**TASK DIRECTIONS:**
Write out the rows below word for word, from the line containing "Where can the dog's face" through the final line of the rows, including both.

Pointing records

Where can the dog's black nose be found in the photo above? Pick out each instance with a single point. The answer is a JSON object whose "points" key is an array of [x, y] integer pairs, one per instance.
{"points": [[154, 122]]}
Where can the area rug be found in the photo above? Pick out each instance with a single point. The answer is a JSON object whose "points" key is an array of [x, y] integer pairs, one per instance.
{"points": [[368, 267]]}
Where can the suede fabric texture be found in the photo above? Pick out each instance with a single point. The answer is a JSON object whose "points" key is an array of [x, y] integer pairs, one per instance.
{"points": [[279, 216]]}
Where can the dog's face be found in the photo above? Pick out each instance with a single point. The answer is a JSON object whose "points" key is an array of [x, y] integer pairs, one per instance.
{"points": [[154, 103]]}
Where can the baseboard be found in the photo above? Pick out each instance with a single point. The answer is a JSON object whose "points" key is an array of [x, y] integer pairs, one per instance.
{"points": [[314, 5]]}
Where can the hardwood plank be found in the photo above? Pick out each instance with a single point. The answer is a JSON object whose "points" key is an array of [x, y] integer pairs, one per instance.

**SOLUTION BELOW:**
Where can the dog's face be found in the photo above? Pick out each instance with a single point. The answer is a JSON object whose "points" key is an array of [x, y] integer pairs, one per instance.
{"points": [[154, 103]]}
Where can the baseboard be found in the photo above? Pick out each instance with a single point. The answer is a JSON object whose "points" key is an array of [x, y] integer pairs, one per instance.
{"points": [[314, 5]]}
Where can the hardwood plank be found in the photo above? Pick out each instance with a single point. The answer is a JSON object whose "points" key is an array of [x, y] integer pairs, one per instance.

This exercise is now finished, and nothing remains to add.